Texto de leitura:

◇ ◇ ◇ ◇ ◇ ◇ ◇

A brasileira Keli Freitas apropria-se do imperativo Volta para a Tua Terra em busca da ascendência lusa. Dana Michel levanta uma questão de produtividade (e seu absurdo). A libanesa Alia Hamdan pausa no momento em que o porto de Beirute explodiu. A Vida Secreta dos Velhos – sim, a sexual – é a proposta de Mohamed El Khatib.
São momentos destes que se espalham por Lisboa, num programa que além de dança e teatro também inclui um concerto (Gal Costa na voz de Puta da Silva), conversas, encontros e festas.
Virgem Suta de instinto afiado
Nuno Figueiredo e Jorge Benvinda, autores de alguma da mais curiosa música feita em Portugal nos últimos 15 anos, fazem pop que é mesmo abreviatura de popular, sem prejuízo da sofisticação observadora, do bom tom boémio e também de um instinto mordaz que agora se afia, ainda mais, No Céu da Boca do Lobo.
No álbum recém-lançado tanto cabe um olhar sobre os directos da televisão, a correria desta vida que são Dois dias, o cansaço de a gastar a trabalhar ou os vieses de um Amor ao avesso como o louvor a um povo que dá gosto de tão bem-disposto. É o quarto disco da dupla e o primeiro desde o Limbo que saiu num já longínquo 2015.

◇ ◇ ◇ ◇ ◇ ◇ ◇

Dados extraídos:

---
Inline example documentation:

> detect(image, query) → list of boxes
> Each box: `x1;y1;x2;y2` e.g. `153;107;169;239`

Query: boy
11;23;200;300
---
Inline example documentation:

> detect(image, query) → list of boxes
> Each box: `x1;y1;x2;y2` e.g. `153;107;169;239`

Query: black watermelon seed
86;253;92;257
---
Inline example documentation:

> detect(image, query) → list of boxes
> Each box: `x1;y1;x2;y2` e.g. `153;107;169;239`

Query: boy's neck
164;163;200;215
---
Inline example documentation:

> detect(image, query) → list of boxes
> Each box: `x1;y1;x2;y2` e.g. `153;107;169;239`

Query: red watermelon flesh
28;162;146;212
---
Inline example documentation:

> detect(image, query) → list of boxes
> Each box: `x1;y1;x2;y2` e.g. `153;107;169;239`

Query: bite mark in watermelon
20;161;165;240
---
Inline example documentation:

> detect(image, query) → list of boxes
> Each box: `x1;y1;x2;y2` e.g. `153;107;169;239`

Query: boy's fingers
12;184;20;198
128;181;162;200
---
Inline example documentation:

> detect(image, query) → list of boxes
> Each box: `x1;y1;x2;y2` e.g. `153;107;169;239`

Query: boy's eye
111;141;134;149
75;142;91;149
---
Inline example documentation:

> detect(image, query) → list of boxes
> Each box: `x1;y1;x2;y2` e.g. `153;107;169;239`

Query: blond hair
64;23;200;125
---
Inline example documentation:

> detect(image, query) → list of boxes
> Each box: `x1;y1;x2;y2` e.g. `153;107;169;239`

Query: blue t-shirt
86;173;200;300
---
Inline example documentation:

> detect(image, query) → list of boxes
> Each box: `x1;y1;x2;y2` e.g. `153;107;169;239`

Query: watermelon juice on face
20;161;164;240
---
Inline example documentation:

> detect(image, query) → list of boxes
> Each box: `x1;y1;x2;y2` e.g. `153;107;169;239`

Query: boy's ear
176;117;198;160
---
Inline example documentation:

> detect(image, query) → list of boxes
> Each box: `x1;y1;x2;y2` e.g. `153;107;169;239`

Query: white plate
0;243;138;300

◇ ◇ ◇ ◇ ◇ ◇ ◇

Para fazer:
(1) No parágrafo do texto de leitura que começa por "A brasileira Keli Freitas", que pessoas são referidas pelo nome? Indique todas.
(2) Diga se cada afirmação está de acordo com o texto de leitura e cite as palavras que o mostram.
(a) No Céu da Boca do Lobo é o quarto disco da dupla.
(b) O disco anterior da dupla saiu em 2018.
(c) O programa em Lisboa tem apenas dança e teatro.
(3) Continue o texto de leitura a partir da última frase.

Respostas:
(1) Keli Freitas, Dana Michel, Alia Hamdan e Mohamed El Khatib.

(2)
(a) Sim: "É o quarto disco da dupla".
(b) Não: "o Limbo que saiu num já longínquo 2015".
(c) Não: "além de dança e teatro também inclui um concerto".

(3)
Duvivier no céu do Camões
Já muito testemunhámos o interesse do brasileiro Gregório Duvivier pelas palavras, fosse como comediante, “porta-fundista”, entrevistador, espécie de Sísifo no teatro ou interlocutor de Ricardo Araújo Pereira numa alegre troca de impressões sobre vocábulos chamada Um Português e um Brasileiro Entram Num Bar.
“Tem na língua portuguesa não somente uma pátria, mas uma obsessão”, como sublinha a nota de imprensa do seu novo espectáculo, trazido a Portugal em plena comemoração dos 500 anos do nascimento de Camões.
Essa obsessão tem um único limite (ou não): O Céu da Língua. Não deve ser apresentado como show nem stand-up, para evitar o estrangeirismo. Duvivier prefere falar de uma “comédia poética”. Tudo começa no princípio – era o Verbo. “E logo em seguida vieram os erros de concordância…”
Pela lente dos direitos humanos
O cartaz pode ser reduzido, mas é de luxo e revelador de uma intenção ambiciosa: alertar para o “actual retrocesso civilizacional como resultados dos conflitos bélicos, das desordens territoriais, das desigualdades sociais e das alterações climáticas, cada vez mais agudas”, comunica a organização. A Associação Grande Coisa, o Cineclube de Amarante e a autarquia unem-se para erguer o primeiro Ciclo de Cinema de Direitos Humanos. Vai à tela e não só.
Em domingos consecutivos, projecta os filmes O Outro Lado da Esperança, de Aki Kaurismäki, com a presença do realizador e seguido de uma conversa; Eu Capitão, de Matteo Garrone, seguido de uma conversa com a médica, humanitária e activista Ana Paula Cruz; e O Sal da Terra, de Wim Wenders e Juliano Ribeiro Salgado, a dar o tema a uma mesa-redonda.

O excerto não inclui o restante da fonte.